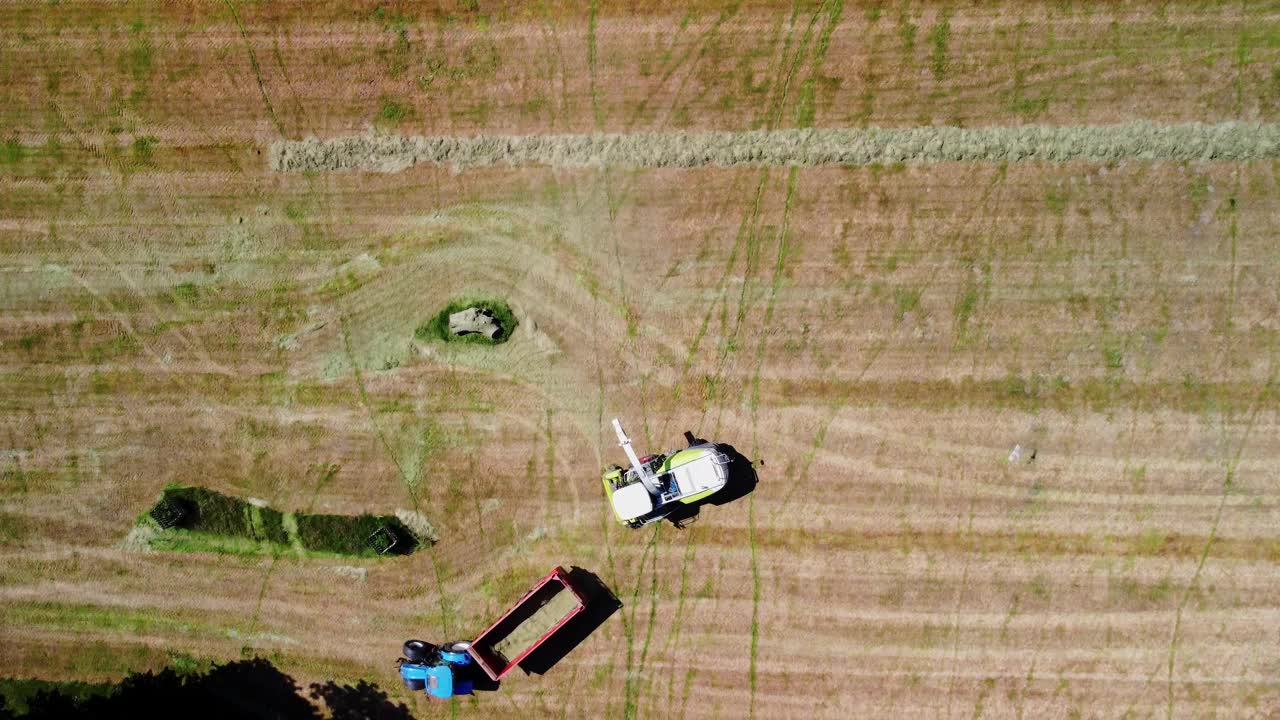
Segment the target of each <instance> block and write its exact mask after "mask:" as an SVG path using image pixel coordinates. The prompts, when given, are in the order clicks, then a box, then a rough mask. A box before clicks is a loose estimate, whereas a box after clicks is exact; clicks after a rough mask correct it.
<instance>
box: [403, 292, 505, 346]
mask: <svg viewBox="0 0 1280 720" xmlns="http://www.w3.org/2000/svg"><path fill="white" fill-rule="evenodd" d="M467 307H479V309H481V310H488V311H490V313H493V316H494V320H497V323H498V327H499V328H502V329H500V331H498V333H497V334H495V336H494V337H493V340H489V338H488V337H485V336H483V334H480V333H471V334H465V336H456V334H452V333H449V315H452V314H453V313H458V311H461V310H466V309H467ZM517 325H520V323H518V322H517V320H516V315H515V313H512V311H511V307H509V306H508V305H507V304H506V302H504V301H502V300H498V299H497V297H485V296H463V297H458V299H457V300H453V301H451V302H449V304H448V305H445V306H444V309H442V310H440V311H439V313H436V314H435V316H434V318H431V319H430V320H428V322H426V323H422V324H421V325H420V327H419V328H417V329H416V331H415V332H413V336H415V337H417V338H419V340H439V341H444V342H480V343H485V345H500V343H503V342H507V340H508V338H509V337H511V333H513V332H516V327H517Z"/></svg>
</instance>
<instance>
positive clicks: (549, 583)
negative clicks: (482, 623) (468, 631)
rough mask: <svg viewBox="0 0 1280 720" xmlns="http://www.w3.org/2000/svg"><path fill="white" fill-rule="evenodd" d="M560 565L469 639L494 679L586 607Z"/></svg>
mask: <svg viewBox="0 0 1280 720" xmlns="http://www.w3.org/2000/svg"><path fill="white" fill-rule="evenodd" d="M585 605H586V603H585V602H584V600H582V594H581V592H580V591H579V589H577V588H575V587H573V584H572V583H571V582H570V579H568V573H566V571H564V569H563V568H556V569H554V570H552V573H550V574H548V575H547V577H545V578H543V579H541V580H540V582H539V583H538V584H536V585H534V588H532V589H530V591H529V592H526V593H525V596H524V597H522V598H520V601H518V602H516V606H515V607H512V609H511V610H508V611H507V614H506V615H503V616H502V618H499V619H498V621H497V623H494V624H493V625H492V626H490V628H489V629H488V630H485V632H484V633H480V637H477V638H476V639H475V642H472V643H471V648H470V652H471V655H472V657H475V659H476V664H477V665H480V667H481V669H484V671H485V673H486V674H488V675H489V676H490V678H493V679H494V680H497V679H499V678H502V676H503V675H506V674H507V673H508V671H511V669H512V667H515V666H516V665H518V664H520V661H521V660H524V659H525V656H527V655H529V653H530V652H532V651H534V650H535V648H536V647H538V646H540V644H541V643H543V642H545V641H547V638H549V637H552V635H553V634H554V633H556V630H558V629H559V628H561V626H563V625H564V623H568V620H570V619H571V618H573V616H575V615H577V614H579V612H581V611H582V609H584V607H585Z"/></svg>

-- -- --

EXERCISE DESCRIPTION:
Look through the data above. Each line containing the word "instance" needs to be copied.

RESPONSE TO THE TASK:
Segment the target of each <instance> block and write its exact mask after "mask:" as an SVG path using image pixel coordinates. The prompts, when given, are in the order clicks, then a box, then a rough mask. A box before clicks is a loose estimate, whereas a box after clicks is exact; clicks after a rough mask correct it.
<instance>
</instance>
<instance>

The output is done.